**Brano fornito**

ITALIANI
ALL’ESTERO
A Monaco di Baviera una cerimonia in
memoria dei connazionali morti nei campi di concentramento nazisti
Un’iniziativa organizzata
dall’Arcidiocesi di Monaco con il sostegno di Consolato generale e Comites alla
Cappella italiana costruita presso l’ex campo di concentramento di Dachau,
inaugurata 50 anni fa
MONACO DI BAVIERA – Si è svolta sabato 2 novembre alla Cappella italiana eretta accanto all’ex campo di concentramento di Dachau la cerimonia in memoria dei connazionali morti nei campi di concentramento nazisti organizzata dall’Arcidiocesi di Monaco e Freising con il sostegno del Consolato Generale d’Italia e del Comites di Monaco di Baviera.
Oltre a cittadini italiani e tedeschi – molti giovani - hanno partecipato alla cerimonia autorità civili e militari, italiane e tedesche. Tra esse, il sindaco di Dachau, rappresentanti del Landtag e del governo bavarese, rappresentanti della polizia bavarese, delle Forze Armate italiane e rappresentanti delle varie religioni. Da Trento è giunta anche una delegazione della locale sezione dell’ANPI (Associazione Nazionale Partigiani d’Italia) insieme a 25 ragazzi delle superiori e dell’Università cittadina, che si sono incontrati con la delegazione di studenti tedeschi delle classi del Rupprecht-Gymnasium di Monaco di Baviera che studiano italiano.
La cerimonia – si legge nella nota diffusa in proposito dal Comites - è iniziata percorrendo la Via Crucis, opera dello scultore Vittorio Di Colbertaldo, che dal piazzale porta al cimitero dove riposano oltre 7.000 vittime. Brevi momenti di preghiera hanno accompagnato il ricordo di alcune delle vicende personali delle vittime, in particolare quella di Nevio Vitelli, deportato a 16 anni, autore di una poesia che – raccolta dal suo amico e compagno di prigionia Mirco Giuseppe Camia, - ha dato lo spunto ed il titolo al libro “Mein Schatten in Dachau”, raccolta delle testimonianze dei deportati, e di Procolo Caranante, giovane pescatore di Procida, fucilato il 29 settembre 1944.
Alla Cappella Italiana – che compie quest’anno 50 anni - sono intervenuti il cardinale Reinhard Marx e l’arcivescovo di Trento Luigi Bressan, in rappresentanza della Conferenza Episcopale Italiana. Il cardinale ha ricordato in particolare come si debbano ricordare tutte le vittime del nazismo ed ci si debba impegnare contro tutte le discriminazioni, siano esse di carattere religioso, razziale, di genere o preferenza sessuale.
Hanno concluso la cerimonia gli interventi del console generale Filippo Scammacca del Murgo, del rappresentante dell’ANPI Sandro Schmid e di due studenti di Trento, del presidente del Comites Claudio Cumani ed un saluto del Vescovo di Verona Giuseppe Zenti, letto dal un suo delegato.

Estratti dal dataset di etichettatura dei punti
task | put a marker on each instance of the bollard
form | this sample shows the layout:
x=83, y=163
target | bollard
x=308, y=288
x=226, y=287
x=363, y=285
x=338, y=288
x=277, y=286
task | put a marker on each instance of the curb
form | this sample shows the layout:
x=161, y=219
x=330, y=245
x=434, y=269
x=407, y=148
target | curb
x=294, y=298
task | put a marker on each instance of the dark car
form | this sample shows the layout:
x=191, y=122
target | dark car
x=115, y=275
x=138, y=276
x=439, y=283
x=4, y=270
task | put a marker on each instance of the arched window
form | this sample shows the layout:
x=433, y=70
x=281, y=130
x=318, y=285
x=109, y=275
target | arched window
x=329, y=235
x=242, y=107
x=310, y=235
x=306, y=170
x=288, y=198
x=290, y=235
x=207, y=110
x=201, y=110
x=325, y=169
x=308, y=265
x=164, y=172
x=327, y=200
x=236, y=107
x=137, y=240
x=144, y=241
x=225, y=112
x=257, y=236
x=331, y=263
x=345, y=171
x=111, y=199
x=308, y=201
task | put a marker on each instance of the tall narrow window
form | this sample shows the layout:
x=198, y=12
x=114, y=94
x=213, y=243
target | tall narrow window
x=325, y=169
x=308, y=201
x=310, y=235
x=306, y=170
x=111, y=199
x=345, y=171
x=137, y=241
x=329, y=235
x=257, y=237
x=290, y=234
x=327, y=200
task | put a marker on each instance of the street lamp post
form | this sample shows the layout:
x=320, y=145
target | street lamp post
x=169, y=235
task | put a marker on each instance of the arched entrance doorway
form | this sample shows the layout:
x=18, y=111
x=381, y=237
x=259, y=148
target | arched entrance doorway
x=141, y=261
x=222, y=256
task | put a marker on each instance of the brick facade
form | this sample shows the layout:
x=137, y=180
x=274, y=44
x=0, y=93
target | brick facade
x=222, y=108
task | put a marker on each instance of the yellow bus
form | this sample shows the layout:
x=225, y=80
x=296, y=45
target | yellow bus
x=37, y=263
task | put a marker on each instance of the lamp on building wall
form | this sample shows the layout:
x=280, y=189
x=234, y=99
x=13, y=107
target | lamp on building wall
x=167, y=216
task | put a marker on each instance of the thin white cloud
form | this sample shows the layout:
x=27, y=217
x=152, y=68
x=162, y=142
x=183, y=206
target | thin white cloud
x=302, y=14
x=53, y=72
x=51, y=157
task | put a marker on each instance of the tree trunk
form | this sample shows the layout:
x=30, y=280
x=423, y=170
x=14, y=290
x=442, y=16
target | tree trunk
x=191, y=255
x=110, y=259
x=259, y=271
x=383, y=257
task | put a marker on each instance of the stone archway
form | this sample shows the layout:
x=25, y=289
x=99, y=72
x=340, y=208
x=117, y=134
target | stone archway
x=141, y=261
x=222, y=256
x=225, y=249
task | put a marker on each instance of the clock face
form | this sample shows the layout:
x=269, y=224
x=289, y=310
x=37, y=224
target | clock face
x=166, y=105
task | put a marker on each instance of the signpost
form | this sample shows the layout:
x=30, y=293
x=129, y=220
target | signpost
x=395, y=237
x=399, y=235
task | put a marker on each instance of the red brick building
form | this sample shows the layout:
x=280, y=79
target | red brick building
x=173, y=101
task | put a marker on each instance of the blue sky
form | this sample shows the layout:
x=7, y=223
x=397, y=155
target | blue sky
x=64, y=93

* * *

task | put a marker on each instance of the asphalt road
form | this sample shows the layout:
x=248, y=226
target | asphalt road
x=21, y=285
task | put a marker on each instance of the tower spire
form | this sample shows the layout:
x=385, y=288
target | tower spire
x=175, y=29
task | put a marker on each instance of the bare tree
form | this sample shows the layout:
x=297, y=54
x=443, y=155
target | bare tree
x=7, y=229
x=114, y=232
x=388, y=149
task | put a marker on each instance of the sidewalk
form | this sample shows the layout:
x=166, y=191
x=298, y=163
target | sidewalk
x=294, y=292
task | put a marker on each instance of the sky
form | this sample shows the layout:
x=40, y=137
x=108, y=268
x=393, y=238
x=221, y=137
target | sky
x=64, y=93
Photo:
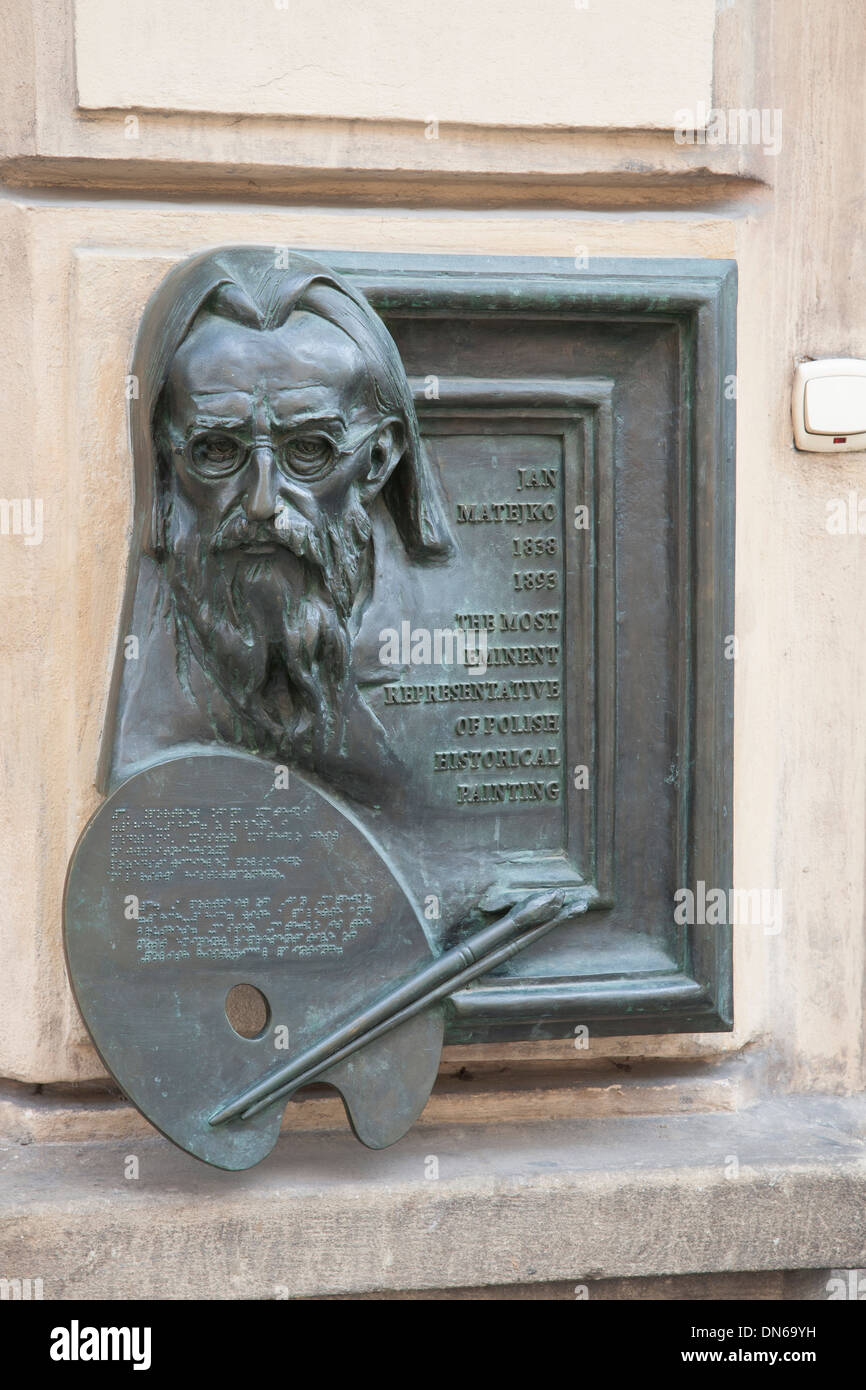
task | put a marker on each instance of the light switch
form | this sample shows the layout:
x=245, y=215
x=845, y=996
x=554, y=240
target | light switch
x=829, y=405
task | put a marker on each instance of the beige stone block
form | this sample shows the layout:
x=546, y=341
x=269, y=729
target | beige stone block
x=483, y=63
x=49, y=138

**Istruzioni**
**A.** Riporta fedelmente il passo dell'articolo sulla cerimonia di Dachau che inizia con "Oltre a cittadini" e termina con "che studiano italiano.".
**B.** Trasforma in un elenco puntato il paragrafo dell'articolo sulla cerimonia di Dachau che comincia con "Oltre a cittadini italiani e tedeschi", conservandone i fatti principali.

**Soluzioni degli esercizi**
**A.**
Oltre a cittadini italiani e tedeschi – molti giovani - hanno partecipato alla cerimonia autorità civili e militari, italiane e tedesche. Tra esse, il sindaco di Dachau, rappresentanti del Landtag e del governo bavarese, rappresentanti della polizia bavarese, delle Forze Armate italiane e rappresentanti delle varie religioni. Da Trento è giunta anche una delegazione della locale sezione dell’ANPI (Associazione Nazionale Partigiani d’Italia) insieme a 25 ragazzi delle superiori e dell’Università cittadina, che si sono incontrati con la delegazione di studenti tedeschi delle classi del Rupprecht-Gymnasium di Monaco di Baviera che studiano italiano.

**B.**
- Cittadini italiani e tedeschi, molti dei quali giovani.
- Autorità civili e militari italiane e tedesche: il sindaco di Dachau, rappresentanti del Landtag e del governo bavarese, della polizia bavarese, delle Forze Armate italiane e delle varie religioni.
- Una delegazione della sezione di Trento dell'ANPI (Associazione Nazionale Partigiani d'Italia), con 25 ragazzi delle superiori e dell'Università della città.
- Studenti tedeschi delle classi del Rupprecht-Gymnasium di Monaco di Baviera che studiano italiano, con i quali i ragazzi di Trento si sono incontrati.